§ **WHAT IS NEEDED**
Summarize the acoustic glazing guide below in two sentences.

§ **SELECTION**
[START]

The Technical Guide to 54dB Silence
Mastering Acoustic Performance
Achieving true silence in a London home is not about buying the thickest glass available. It is about understanding the physics of sound transmission and engineering a system where every component — glass mass, air cavity depth, and seal integrity — works in concert to create an impenetrable acoustic barrier.
This whitepaper breaks down the three pillars of high-performance secondary glazing: the decibel scale, the 100mm air gap, and 10.8mm acoustic laminate glass. By the end, you will understand exactly why our installations consistently achieve 45–54dB noise reduction — and why standard double glazing cannot compete.
54dB
Maximum Reduction
100mm
Optimal Air Gap
10.8mm
Acoustic Glass
Understanding the Decibel Scale
The decibel scale is logarithmic, not linear. This is the single most important concept in acoustic glazing. A 10dB reduction does not make things "a bit quieter" — it halves the perceived loudness. A 20dB reduction makes noise seem 75% quieter. At 54dB reduction, you are eliminating over 99.99% of the sound energy entering your room.
For London homeowners living near arterial roads, rail corridors, or under Heathrow flight paths, the practical implications are dramatic. A bedroom facing a busy A-road experiences roughly 80–85dB of external noise during peak hours. With our 54dB secondary glazing system, internal levels drop to 26–31dB — quieter than a country library at midnight. This is not marketing rhetoric; it is the predictable outcome of applied acoustic engineering.
| Sound Source | Level (dB) | After 54dB Reduction |
|---|---|---|
| Heavy traffic / diesel bus | 85 dB | 31 dB — whisper level |
| Aircraft flyover | 90 dB | 36 dB — quiet library |
| Train passing at 30m | 80 dB | 26 dB — silent room |
| Emergency siren | 100 dB | 46 dB — quiet office |
💡 Expert Note
When comparing glazing products, always check whether the quoted dB figure is lab-tested (Rw rating) or field-tested. Lab conditions are idealised — our 54dB figure is achievable in real London homes with proper installation and sealing.
To explore how decibel reduction applies to different noise sources, see our guide to understanding decibel reduction in glazing.
The 100mm Air Gap: Your Acoustic Buffer Zone
The air cavity between your original window and the secondary glazing unit is arguably the most critical component in the entire system. Sound waves are pressure oscillations — as they travel through still air, they lose energy through friction and molecular interaction. The wider the gap, the more energy is dissipated before the wave reaches the inner pane.
Why Double Glazing Falls Short
Standard double glazing units have a cavity of just 16–20mm. At certain frequencies — particularly the low-frequency rumble of traffic — this narrow gap creates a resonance chamber that can actually amplify sound transmission. This is known as the "mass-air-mass resonance" effect, typically occurring between 200–400Hz. Secondary glazing, with its 100mm+ cavity, pushes this resonance frequency well below the range of most urban noise sources, eliminating the problem entirely.

[END]

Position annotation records
[START]

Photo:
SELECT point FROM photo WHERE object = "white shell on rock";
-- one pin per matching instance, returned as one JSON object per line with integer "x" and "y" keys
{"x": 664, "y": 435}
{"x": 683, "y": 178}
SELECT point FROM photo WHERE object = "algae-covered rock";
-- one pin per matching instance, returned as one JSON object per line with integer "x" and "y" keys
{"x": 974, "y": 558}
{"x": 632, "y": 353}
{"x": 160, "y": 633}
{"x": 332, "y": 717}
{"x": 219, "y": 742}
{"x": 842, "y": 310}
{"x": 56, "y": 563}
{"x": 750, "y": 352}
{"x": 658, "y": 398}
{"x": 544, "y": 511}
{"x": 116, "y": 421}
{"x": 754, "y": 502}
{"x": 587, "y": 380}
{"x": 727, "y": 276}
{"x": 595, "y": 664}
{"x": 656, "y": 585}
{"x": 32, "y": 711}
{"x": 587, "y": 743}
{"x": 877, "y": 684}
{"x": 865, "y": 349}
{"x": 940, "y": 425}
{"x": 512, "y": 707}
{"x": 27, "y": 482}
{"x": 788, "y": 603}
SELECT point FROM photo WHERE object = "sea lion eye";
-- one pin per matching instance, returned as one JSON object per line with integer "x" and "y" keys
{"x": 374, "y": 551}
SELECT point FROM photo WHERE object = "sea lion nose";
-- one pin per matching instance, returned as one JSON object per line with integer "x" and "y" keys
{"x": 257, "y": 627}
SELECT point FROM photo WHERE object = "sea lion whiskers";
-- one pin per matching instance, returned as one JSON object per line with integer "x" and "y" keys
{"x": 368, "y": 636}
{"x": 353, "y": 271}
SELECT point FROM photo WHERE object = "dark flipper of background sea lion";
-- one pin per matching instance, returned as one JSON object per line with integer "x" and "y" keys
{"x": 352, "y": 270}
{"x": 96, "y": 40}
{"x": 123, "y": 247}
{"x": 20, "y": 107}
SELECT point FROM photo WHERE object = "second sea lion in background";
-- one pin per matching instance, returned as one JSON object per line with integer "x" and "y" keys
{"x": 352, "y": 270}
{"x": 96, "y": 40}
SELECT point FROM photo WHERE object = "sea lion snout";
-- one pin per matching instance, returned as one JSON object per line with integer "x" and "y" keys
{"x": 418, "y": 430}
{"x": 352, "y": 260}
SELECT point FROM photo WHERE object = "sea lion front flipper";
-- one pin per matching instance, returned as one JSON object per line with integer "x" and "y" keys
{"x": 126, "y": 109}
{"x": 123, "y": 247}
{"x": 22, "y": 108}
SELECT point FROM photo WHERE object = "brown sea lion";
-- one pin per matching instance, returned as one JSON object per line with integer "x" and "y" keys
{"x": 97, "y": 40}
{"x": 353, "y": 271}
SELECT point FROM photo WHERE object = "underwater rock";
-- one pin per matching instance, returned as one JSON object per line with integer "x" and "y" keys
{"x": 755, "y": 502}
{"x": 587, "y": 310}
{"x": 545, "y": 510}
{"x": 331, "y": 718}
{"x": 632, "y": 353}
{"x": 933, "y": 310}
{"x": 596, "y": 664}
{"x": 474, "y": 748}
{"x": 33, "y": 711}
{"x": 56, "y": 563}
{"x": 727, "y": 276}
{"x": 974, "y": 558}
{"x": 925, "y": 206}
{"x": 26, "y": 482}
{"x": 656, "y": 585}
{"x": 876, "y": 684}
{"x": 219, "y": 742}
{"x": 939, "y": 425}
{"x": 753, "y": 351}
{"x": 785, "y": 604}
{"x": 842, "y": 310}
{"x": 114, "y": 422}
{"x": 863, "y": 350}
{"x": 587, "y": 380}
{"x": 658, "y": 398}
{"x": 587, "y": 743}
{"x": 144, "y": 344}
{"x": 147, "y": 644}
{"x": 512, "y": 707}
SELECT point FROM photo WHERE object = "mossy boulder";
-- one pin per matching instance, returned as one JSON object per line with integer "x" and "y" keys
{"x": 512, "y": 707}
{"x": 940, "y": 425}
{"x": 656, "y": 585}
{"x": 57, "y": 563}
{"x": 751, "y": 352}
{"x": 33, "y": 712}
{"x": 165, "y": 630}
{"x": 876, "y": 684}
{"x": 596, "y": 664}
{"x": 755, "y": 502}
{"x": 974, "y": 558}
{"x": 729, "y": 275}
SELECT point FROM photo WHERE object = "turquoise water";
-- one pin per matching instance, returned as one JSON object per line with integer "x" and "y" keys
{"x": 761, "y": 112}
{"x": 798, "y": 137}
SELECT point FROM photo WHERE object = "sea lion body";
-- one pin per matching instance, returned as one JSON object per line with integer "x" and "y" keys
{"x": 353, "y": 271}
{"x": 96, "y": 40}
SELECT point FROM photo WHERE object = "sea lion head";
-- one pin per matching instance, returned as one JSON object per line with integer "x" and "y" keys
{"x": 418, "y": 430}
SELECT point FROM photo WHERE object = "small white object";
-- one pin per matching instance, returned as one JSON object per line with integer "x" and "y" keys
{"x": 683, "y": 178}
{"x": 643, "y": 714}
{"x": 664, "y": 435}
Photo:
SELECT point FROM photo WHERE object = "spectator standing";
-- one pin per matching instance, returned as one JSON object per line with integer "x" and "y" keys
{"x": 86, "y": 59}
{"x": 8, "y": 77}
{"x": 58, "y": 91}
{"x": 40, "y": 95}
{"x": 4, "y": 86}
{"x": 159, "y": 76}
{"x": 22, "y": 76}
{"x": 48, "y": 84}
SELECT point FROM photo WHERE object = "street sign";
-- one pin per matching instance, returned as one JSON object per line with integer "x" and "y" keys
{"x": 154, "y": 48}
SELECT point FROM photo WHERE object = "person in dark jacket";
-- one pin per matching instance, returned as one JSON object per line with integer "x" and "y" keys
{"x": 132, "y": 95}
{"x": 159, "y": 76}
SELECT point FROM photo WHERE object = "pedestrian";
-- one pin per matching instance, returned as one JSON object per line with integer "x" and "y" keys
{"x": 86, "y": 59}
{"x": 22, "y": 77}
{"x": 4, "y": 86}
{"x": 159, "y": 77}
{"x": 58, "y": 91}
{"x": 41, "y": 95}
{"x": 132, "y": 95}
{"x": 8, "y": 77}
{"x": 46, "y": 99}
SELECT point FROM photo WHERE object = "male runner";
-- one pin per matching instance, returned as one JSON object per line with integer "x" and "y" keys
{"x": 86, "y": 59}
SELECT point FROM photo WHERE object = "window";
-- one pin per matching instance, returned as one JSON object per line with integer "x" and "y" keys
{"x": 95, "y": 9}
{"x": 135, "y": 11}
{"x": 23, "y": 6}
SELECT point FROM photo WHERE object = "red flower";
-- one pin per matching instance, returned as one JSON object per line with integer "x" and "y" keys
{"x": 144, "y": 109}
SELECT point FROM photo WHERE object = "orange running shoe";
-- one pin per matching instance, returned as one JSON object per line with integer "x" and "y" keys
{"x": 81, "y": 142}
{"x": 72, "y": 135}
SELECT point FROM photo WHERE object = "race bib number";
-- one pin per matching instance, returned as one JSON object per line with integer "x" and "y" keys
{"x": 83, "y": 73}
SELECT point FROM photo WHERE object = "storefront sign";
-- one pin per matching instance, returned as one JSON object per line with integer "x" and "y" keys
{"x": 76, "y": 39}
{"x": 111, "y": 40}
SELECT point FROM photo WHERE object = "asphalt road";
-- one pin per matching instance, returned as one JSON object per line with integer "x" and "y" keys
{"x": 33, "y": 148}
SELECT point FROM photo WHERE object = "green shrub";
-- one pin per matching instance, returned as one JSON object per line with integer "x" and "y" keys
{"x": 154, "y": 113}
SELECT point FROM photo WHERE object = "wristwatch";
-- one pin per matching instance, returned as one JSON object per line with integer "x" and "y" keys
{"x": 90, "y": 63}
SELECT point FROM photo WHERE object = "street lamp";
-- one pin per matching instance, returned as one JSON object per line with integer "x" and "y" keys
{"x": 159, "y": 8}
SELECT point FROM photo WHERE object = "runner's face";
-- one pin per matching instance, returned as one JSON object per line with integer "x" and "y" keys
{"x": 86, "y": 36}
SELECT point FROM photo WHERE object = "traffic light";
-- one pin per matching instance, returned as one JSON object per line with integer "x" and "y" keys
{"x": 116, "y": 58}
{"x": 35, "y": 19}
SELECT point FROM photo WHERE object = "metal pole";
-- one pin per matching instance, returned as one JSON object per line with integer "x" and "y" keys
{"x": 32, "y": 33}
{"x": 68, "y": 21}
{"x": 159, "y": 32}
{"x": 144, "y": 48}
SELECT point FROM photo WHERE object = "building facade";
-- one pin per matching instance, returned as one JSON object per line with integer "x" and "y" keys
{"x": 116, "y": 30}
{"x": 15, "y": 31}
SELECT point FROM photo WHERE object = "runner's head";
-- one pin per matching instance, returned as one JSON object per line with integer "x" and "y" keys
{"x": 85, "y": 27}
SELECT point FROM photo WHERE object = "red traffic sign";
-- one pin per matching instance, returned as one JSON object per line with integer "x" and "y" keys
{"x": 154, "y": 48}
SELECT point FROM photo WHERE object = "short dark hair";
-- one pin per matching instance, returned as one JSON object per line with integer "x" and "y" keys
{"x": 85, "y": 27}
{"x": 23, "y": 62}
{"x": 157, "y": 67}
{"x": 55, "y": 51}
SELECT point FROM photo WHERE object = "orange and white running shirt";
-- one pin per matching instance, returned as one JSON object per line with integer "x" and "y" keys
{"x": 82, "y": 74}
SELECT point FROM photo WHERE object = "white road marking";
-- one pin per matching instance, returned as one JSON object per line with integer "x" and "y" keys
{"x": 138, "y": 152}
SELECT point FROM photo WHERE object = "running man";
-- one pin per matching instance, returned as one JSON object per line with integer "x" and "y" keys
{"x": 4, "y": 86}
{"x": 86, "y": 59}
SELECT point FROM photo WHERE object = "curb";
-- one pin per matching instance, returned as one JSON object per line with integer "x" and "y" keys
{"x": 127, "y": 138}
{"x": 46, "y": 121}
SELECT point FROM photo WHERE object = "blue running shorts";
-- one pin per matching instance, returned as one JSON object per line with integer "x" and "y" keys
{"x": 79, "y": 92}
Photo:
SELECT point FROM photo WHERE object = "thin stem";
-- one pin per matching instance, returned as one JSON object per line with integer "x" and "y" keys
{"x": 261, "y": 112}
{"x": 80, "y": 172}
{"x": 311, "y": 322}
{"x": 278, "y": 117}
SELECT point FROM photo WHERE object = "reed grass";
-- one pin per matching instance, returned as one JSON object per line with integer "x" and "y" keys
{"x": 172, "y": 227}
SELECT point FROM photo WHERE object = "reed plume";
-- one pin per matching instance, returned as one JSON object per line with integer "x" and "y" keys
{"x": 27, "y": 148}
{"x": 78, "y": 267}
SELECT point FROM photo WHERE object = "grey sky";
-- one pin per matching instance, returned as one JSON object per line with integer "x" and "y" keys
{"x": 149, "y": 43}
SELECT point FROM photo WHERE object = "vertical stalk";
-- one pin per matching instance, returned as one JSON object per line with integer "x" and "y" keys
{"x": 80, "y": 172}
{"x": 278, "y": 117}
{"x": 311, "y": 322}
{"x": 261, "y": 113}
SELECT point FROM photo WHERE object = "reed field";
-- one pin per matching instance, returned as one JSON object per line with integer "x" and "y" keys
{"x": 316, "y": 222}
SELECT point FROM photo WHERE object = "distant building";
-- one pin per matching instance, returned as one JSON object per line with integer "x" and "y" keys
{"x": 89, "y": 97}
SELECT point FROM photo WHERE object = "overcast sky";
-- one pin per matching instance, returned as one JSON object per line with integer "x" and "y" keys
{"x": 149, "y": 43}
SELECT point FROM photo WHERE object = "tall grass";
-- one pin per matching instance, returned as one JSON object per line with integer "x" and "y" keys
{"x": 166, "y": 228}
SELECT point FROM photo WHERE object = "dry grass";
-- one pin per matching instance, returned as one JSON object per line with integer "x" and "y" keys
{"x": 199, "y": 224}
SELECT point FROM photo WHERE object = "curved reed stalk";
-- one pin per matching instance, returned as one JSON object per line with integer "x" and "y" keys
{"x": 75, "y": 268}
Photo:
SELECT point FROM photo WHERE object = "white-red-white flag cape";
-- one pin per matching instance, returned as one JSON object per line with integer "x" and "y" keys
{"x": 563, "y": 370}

[END]

§ **ANSWER BELOW**
The guide says quiet in a London home comes from a secondary glazing system in which glass mass, air cavity depth and seal integrity work together, and it explains the logarithmic decibel scale, under which a 54dB reduction brings 80–85dB of road noise down to 26–31dB indoors. It presents the 100mm air gap as the most critical component, since wider gaps dissipate more sound energy, whereas the 16–20mm cavity of standard double glazing can create a mass-air-mass resonance at 200–400Hz that amplifies low-frequency traffic noise.